GIVEN PASSAGE
▽
At about 6:00 PM, Broglie suddenly burst into onslaught on Ferdinand's position. His attack came upon it as a complete surprise. Belzunce occupied the Castle of Nateln where he took about 100 prisoners. Closen's column attacked the wood of Vellinghausen with the light infantry of the Volontaires de Saint-Victor, supported by Nassau Prince Louis Infanterie and Royal Deux-Ponts Infanterie, and by the 2 elite battalions (grenadiers and chasseurs) of Auvergne Infanterie and Poitou Infanterie, dislodging one of Granby's outposts at Hause Nehle. Granby's corps (10 bns, 6 sqns, 10 x 6-pdrs), which was in camp about Vellinghausen, had only just time to seize its arms and turn out, leaving the tents standing; the Highlanders indeed hardly emerging from their tents before the French guns opened fire on them. The British first opposed a vigorous resistance to Closen's assault but were finally pushed back into the village of Vellinghausen where they were charged anew.
△
INFORMATION GIVEN
▽
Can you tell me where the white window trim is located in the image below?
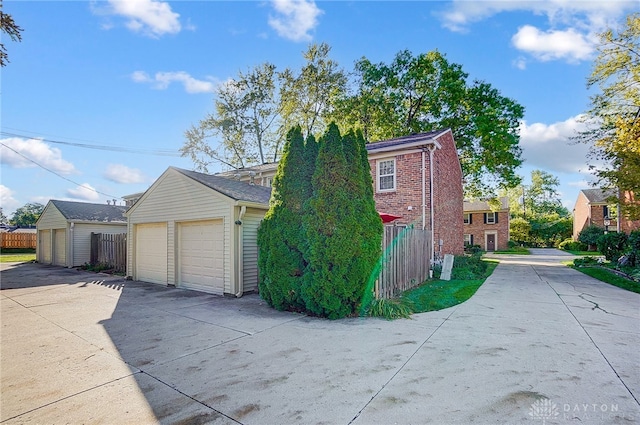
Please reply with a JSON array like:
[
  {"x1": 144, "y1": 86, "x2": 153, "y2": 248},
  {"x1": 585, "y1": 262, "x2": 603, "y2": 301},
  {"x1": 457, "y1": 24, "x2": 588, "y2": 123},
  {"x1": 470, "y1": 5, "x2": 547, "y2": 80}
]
[
  {"x1": 487, "y1": 211, "x2": 496, "y2": 224},
  {"x1": 376, "y1": 157, "x2": 398, "y2": 192}
]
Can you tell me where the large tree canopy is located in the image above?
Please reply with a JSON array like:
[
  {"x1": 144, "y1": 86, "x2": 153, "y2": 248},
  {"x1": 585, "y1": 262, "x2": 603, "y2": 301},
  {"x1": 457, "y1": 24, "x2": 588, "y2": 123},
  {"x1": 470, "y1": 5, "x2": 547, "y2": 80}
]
[
  {"x1": 0, "y1": 8, "x2": 22, "y2": 66},
  {"x1": 335, "y1": 50, "x2": 524, "y2": 195},
  {"x1": 579, "y1": 13, "x2": 640, "y2": 219}
]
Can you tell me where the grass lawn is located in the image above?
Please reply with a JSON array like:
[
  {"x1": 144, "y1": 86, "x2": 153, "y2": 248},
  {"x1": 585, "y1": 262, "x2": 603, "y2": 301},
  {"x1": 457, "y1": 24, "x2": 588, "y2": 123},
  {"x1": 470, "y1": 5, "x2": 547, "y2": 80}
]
[
  {"x1": 0, "y1": 254, "x2": 36, "y2": 263},
  {"x1": 0, "y1": 248, "x2": 36, "y2": 263},
  {"x1": 569, "y1": 263, "x2": 640, "y2": 294},
  {"x1": 400, "y1": 260, "x2": 498, "y2": 313}
]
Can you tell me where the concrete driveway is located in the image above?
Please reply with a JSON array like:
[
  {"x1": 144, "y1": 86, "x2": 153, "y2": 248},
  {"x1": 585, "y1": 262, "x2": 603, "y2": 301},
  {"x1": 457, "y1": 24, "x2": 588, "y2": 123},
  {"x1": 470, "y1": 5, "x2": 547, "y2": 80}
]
△
EXERCISE DESCRIPTION
Copy out the entire passage about Broglie's surprise attack near Vellinghausen, word for word. None of the data is needed here.

WRITTEN ANSWER
At about 6:00 PM, Broglie suddenly burst into onslaught on Ferdinand's position. His attack came upon it as a complete surprise. Belzunce occupied the Castle of Nateln where he took about 100 prisoners. Closen's column attacked the wood of Vellinghausen with the light infantry of the Volontaires de Saint-Victor, supported by Nassau Prince Louis Infanterie and Royal Deux-Ponts Infanterie, and by the 2 elite battalions (grenadiers and chasseurs) of Auvergne Infanterie and Poitou Infanterie, dislodging one of Granby's outposts at Hause Nehle. Granby's corps (10 bns, 6 sqns, 10 x 6-pdrs), which was in camp about Vellinghausen, had only just time to seize its arms and turn out, leaving the tents standing; the Highlanders indeed hardly emerging from their tents before the French guns opened fire on them. The British first opposed a vigorous resistance to Closen's assault but were finally pushed back into the village of Vellinghausen where they were charged anew.